This is an automated email from the ASF dual-hosted git repository.
jorgecarleitao pushed a commit to branch master
in repository https://gitbox.apache.org/repos/asf/arrow.git
The following commit(s) were added to refs/heads/master by this push:
new 1378c20 ARROW-10874: [Rust][DataFusion] Add statistics for MemTable,
change statistics struct
1378c20 is described below
commit 1378c20bad350dba484ae21aa8a2588f44012452
Author: Heres, Daniel <[email protected]>
AuthorDate: Sat Dec 12 05:46:01 2020 +0100
ARROW-10874: [Rust][DataFusion] Add statistics for MemTable, change
statistics struct
This adds the `num_rows` for `MemTable` (which would allow optimizations
for e.g. joins).
This also changes the trait to allow to have individual stats optional
instead of "all or nothing".
I think it is common that you know only some aspects of a data source,
while not knowing the other without reading the entire dataset, that's why I
think the `Statistics` should be changed to take optional items instead.
+ + + + + + +
▸ **Tasks for this exercise**:
A – In the commit email, what does the change add for `MemTable`?
B – Translate this sentence from the commit email into German: "This adds the `num_rows` for `MemTable` (which would allow optimizations for e.g. joins)."
C – Duplicate the commit email word for word, starting at the words "This also changes" and ending after "optional items instead.".
The records aren't needed for any of this.

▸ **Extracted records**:
+ + + + + + +
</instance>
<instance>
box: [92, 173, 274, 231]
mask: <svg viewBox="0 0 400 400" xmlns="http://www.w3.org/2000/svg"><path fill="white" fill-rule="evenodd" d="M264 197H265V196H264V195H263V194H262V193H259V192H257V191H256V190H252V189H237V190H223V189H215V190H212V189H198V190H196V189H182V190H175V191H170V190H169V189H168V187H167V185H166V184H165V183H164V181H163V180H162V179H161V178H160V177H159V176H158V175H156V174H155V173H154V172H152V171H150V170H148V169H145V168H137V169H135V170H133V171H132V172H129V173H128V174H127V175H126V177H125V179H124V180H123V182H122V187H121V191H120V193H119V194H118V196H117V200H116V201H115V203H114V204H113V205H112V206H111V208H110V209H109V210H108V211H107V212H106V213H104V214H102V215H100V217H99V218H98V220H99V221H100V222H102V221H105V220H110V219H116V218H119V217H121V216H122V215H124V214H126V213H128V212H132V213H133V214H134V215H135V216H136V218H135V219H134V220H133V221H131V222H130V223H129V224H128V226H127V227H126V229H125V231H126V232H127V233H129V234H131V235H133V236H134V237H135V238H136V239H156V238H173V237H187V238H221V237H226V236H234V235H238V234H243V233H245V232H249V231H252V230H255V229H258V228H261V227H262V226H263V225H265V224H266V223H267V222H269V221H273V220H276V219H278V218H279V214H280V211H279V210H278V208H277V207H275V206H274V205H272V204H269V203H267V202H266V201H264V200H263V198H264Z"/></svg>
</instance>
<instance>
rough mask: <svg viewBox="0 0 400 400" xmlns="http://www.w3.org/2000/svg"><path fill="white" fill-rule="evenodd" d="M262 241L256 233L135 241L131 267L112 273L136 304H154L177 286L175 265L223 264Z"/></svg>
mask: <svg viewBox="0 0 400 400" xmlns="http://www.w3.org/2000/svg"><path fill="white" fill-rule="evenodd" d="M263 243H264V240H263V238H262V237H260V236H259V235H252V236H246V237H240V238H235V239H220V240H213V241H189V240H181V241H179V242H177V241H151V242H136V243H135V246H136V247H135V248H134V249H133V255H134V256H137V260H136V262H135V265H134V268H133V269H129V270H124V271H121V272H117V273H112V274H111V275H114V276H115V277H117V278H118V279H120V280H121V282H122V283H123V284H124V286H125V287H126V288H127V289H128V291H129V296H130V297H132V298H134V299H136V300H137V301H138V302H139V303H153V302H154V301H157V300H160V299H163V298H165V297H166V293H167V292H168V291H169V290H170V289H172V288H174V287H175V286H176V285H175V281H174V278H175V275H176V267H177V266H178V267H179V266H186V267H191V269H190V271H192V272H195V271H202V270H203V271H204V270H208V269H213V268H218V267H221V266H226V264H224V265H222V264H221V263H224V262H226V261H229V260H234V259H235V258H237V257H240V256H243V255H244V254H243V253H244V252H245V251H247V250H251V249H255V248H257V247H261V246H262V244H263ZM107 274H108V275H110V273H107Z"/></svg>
+ + + + + + +
▸ **Results of the exercise**:
A – It adds `num_rows` for `MemTable`.

B – Dies fügt `num_rows` für `MemTable` hinzu (was Optimierungen z. B. für Joins ermöglichen würde).

C –
This also changes the trait to allow to have individual stats optional
instead of "all or nothing".
I think it is common that you know only some aspects of a data source,
while not knowing the other without reading the entire dataset, that's why I
think the `Statistics` should be changed to take optional items instead.